§ Dataset records:
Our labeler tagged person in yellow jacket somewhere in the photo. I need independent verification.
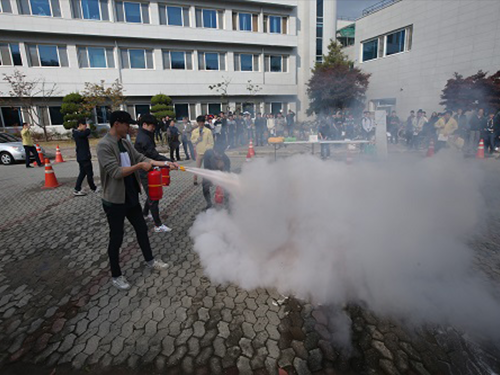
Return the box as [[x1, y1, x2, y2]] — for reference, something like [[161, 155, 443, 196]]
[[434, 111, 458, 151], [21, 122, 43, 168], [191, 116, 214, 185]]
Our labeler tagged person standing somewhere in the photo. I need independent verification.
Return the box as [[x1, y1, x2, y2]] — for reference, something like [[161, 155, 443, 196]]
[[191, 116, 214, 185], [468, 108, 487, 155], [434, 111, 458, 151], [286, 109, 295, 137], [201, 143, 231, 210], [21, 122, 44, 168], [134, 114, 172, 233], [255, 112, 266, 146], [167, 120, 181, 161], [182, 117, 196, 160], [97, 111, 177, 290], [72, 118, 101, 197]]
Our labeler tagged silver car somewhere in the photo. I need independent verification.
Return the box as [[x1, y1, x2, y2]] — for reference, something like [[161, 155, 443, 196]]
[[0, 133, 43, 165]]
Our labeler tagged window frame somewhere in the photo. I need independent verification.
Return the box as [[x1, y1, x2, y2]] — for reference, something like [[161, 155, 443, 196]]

§ Objective: Please repeat word for word everything from the line containing "Our labeler tagged silver" down to the end of the records.

§ Reply to the exercise:
Our labeler tagged silver car somewhere in the photo. I need independent verification.
Return the box as [[x1, y1, x2, y2]] — for reference, something like [[161, 155, 443, 196]]
[[0, 133, 43, 165]]
Our labeler tagged window frame somewhere in the photo. I need independent verification.
Return the box as [[x1, y1, x2, y2]] — for reference, something like [[161, 155, 443, 196]]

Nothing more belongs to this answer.